-------- Source data
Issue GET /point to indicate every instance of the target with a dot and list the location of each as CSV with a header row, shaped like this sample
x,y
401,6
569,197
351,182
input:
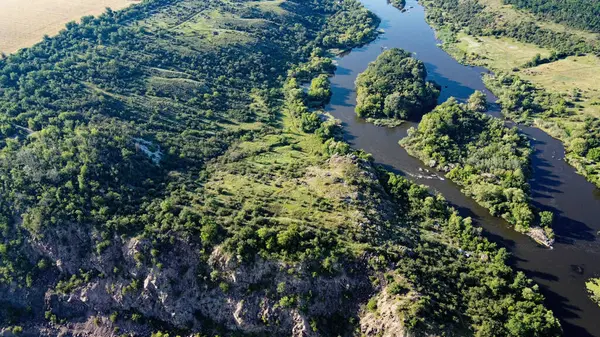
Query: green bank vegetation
x,y
553,87
395,87
488,159
186,124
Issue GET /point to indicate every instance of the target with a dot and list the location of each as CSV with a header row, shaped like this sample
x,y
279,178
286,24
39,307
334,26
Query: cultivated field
x,y
23,23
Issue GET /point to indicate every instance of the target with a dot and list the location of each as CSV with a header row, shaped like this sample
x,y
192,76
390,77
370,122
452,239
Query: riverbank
x,y
562,271
565,91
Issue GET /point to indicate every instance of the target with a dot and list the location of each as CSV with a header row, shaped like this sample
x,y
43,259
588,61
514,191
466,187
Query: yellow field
x,y
575,73
574,76
23,23
498,53
508,13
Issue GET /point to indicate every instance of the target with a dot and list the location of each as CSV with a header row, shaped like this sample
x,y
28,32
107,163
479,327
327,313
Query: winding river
x,y
562,271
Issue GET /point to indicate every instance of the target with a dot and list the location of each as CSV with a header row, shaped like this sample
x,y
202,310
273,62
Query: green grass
x,y
497,53
593,287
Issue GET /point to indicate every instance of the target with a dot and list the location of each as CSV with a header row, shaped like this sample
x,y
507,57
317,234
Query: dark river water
x,y
562,271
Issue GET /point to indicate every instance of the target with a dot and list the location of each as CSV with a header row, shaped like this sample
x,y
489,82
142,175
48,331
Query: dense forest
x,y
167,170
395,86
583,14
489,160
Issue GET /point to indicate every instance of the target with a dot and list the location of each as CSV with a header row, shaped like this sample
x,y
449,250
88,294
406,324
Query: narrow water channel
x,y
562,271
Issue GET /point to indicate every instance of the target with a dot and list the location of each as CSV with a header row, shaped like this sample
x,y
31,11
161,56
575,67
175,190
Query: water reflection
x,y
555,185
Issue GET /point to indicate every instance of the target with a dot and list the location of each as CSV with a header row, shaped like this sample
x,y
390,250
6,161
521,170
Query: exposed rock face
x,y
176,294
190,288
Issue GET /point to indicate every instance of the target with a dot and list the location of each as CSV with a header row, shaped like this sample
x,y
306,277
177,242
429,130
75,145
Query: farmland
x,y
23,23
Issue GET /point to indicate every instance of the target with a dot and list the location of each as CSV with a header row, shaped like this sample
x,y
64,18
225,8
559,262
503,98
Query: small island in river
x,y
395,87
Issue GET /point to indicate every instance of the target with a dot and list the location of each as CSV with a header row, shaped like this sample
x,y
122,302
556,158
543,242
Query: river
x,y
561,272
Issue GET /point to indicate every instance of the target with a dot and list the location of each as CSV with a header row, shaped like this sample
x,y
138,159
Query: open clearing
x,y
500,53
23,23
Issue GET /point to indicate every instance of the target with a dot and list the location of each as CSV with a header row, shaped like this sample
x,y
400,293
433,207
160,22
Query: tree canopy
x,y
395,86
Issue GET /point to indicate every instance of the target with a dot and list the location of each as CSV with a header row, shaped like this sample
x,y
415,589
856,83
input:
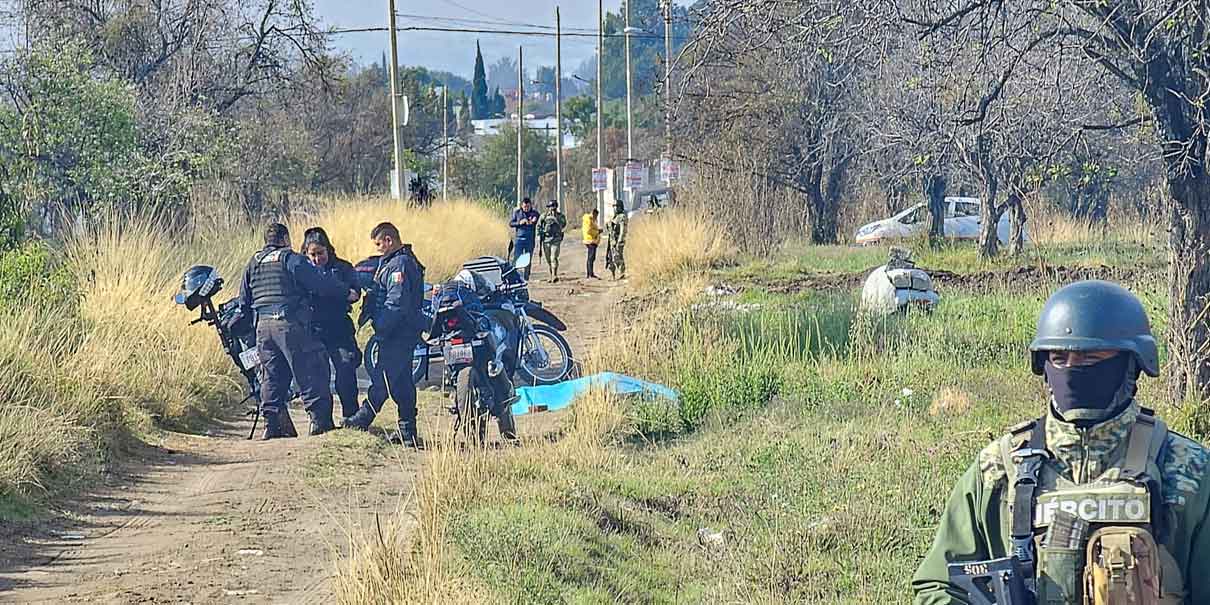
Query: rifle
x,y
992,582
235,350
----------------
What the task asks ▸ All of the entries need to be transcribed word for word; pictures are left out.

Exercise output ▸
Issue GET /point to indicate every instance of the target with a dot and list the location of each as CSV with a header row, shaped like this sample
x,y
401,6
569,197
351,182
input:
Query: green bank vegetation
x,y
553,87
395,87
488,159
186,124
Issue GET /point to indicate every instance of the target with a dot and list the location of each as CSV with a header row, shaped like this sample
x,y
279,178
286,24
39,307
334,26
Query: cultivated field
x,y
23,23
Issue GET /point to indicate every instance of the target with a dot and list the location of each as CSV with a header row, shaped like this sample
x,y
192,76
390,77
370,122
452,239
Query: riverbank
x,y
562,271
565,91
Issue GET /point to indicate every instance of the target with a dot and list the location of each as CSV with a header row, shaped like this sample
x,y
43,259
588,61
514,191
466,187
Query: yellow field
x,y
575,73
574,76
23,23
498,53
508,13
Issue GET /point to indicate every instance of the target with a dot and list the location of each as CSV with a header row, shaped like this sample
x,y
28,32
107,163
479,327
327,313
Query: winding river
x,y
562,271
Issue GET /point to indicate every instance of the target with a dot and list the location of each as CSV with a header row, shaped like this sample
x,y
202,310
273,62
Query: green grass
x,y
497,53
593,287
Issue GET /point to indicate every instance of the target with a dot and list the location of each as CSV with a header row, shaped like this sample
x,y
507,57
317,234
Query: dark river water
x,y
562,271
Issue GET /point to indicate every instance of the target with a dot and list the location of each as CSV with a header row, shaped like this sample
x,y
489,82
142,175
48,331
Query: dense forest
x,y
167,170
395,86
583,14
489,160
Issue GET /point to indicate every instance of the target with a dot and list the location of each as CSV with a header row, shaped like this sample
x,y
449,250
88,294
406,324
Query: narrow water channel
x,y
562,271
Issue GET /point to indicate every instance of the target with a dot and list the location of each as CSV with a header row, shaped like this sample
x,y
31,11
161,56
575,67
175,190
Query: water reflection
x,y
555,185
Issue GET /point to indicate every instance of the target with a dot and list the location of each as CSV with a header row, shaped like this sample
x,y
390,250
6,161
521,170
Query: exposed rock face
x,y
176,294
190,288
Issue GET /point to indicate every instance of the target with a dot and list the location of each as CSV with a header row, shaped like this sample
x,y
306,277
177,242
429,130
75,145
Query: farmland
x,y
23,23
Issue GET /point to indicate every instance of the target with a dot and list the location of each as CSV with a header row, shaped like this sample
x,y
64,18
225,8
559,262
503,98
Query: small island in river
x,y
395,87
Issue GET /point to indicate every instance of the target with a dot and list the location of each as CSV with a header row, shaped like this sample
x,y
122,302
556,158
543,242
Query: river
x,y
561,272
Issue GET /point to indicate every instance of the target with a dot and list the location of each as CSV with a header row, shaped like this sample
x,y
138,159
Query: open clearing
x,y
500,53
23,23
Issue GET /point to indicate every instance of the target with a dot and list the location of each as CSV with a header row, shaped like this sample
x,y
400,293
433,207
160,22
Query: tree canopy
x,y
395,86
Issue GET /point to indicate every instance of the target with a dot and list the location of each as CSV with a header row, shaped like this sample
x,y
415,589
856,83
input:
Query: rifle
x,y
992,582
235,350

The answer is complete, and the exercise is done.